What you are asked to do
Sort through the data and copy the lines holding the word "baseball".

Items from a data source
= = = = =
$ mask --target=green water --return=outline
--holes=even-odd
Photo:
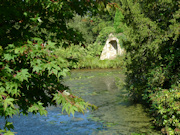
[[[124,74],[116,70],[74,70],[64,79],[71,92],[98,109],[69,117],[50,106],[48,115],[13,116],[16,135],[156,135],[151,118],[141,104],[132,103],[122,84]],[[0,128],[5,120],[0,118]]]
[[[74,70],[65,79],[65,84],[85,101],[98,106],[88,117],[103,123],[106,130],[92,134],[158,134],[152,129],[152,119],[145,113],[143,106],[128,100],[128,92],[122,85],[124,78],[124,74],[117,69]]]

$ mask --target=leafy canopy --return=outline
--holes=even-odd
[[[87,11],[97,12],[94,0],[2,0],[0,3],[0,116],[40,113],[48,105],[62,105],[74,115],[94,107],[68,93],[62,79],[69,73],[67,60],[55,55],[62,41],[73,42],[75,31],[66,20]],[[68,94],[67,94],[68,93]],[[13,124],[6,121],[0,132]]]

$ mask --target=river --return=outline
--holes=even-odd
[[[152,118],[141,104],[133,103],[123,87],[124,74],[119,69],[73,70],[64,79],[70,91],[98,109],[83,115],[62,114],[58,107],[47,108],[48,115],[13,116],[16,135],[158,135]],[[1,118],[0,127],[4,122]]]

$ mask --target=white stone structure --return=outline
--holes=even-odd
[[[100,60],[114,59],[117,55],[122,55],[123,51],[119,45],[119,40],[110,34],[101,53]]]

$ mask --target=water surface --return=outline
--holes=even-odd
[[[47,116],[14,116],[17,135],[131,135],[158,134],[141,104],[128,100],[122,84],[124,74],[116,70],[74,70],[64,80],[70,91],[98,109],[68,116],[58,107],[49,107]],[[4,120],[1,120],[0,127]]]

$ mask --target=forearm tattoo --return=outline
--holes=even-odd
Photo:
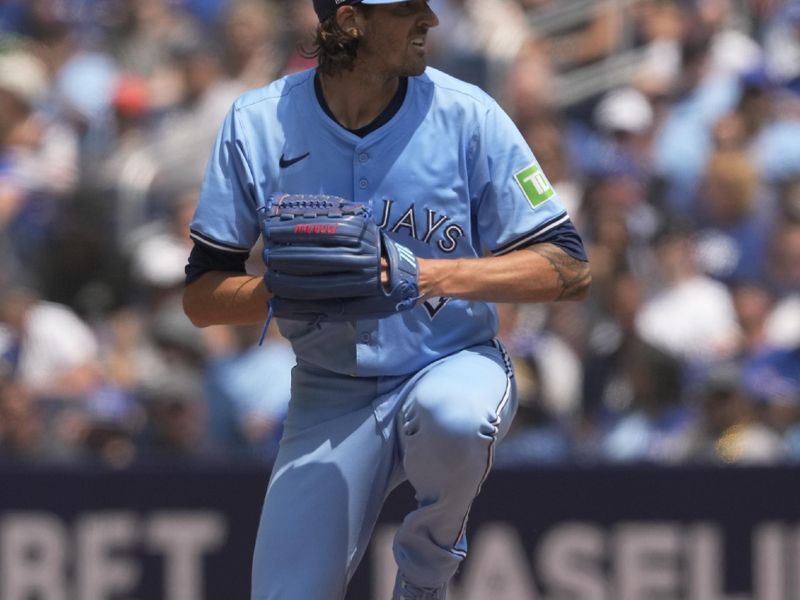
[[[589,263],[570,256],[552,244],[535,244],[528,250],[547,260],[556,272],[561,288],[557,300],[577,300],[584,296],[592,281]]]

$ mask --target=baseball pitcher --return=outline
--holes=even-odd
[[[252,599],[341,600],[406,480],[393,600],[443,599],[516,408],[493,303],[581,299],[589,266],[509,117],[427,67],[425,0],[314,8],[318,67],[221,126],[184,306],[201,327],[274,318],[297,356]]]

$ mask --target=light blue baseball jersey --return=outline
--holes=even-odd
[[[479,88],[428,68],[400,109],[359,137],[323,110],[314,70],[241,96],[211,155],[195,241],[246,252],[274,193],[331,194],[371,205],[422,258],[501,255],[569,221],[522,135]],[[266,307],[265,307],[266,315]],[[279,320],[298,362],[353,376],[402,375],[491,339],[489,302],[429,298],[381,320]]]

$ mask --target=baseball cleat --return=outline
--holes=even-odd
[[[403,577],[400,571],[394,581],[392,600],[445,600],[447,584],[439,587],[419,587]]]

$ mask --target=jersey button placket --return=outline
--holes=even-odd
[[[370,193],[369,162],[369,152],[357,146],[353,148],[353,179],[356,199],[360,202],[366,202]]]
= = = = =
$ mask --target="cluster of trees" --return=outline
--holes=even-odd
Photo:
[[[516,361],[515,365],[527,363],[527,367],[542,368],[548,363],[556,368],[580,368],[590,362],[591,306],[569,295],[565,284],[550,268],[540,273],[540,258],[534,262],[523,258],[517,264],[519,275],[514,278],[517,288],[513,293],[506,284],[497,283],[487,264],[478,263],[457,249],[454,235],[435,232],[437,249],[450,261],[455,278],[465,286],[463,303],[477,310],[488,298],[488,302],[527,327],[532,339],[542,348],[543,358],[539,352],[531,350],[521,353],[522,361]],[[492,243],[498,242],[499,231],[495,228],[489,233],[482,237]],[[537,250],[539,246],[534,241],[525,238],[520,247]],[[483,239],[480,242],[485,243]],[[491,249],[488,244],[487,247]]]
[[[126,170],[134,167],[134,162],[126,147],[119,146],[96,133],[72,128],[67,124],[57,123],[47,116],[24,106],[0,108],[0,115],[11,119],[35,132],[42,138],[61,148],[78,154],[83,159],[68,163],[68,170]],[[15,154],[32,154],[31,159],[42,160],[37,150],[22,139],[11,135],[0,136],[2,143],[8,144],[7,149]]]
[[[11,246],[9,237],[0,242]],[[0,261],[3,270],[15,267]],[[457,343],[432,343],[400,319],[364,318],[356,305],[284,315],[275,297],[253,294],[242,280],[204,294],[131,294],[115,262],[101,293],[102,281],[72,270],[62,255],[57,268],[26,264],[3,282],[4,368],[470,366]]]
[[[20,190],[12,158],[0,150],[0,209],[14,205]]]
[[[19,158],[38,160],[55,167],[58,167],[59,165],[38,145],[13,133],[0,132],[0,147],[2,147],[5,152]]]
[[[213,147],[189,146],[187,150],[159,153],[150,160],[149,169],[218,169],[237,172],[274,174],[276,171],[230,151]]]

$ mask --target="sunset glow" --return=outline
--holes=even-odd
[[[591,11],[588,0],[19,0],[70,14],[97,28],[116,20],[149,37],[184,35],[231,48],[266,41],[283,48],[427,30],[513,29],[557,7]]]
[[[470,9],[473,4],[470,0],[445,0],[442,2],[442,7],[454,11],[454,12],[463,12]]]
= = = = =
Task result
$ mask --target=baseball pitcher --return=outline
$ mask --target=light blue baseball jersey --return=outline
$ mask --target=baseball cleat --return=outline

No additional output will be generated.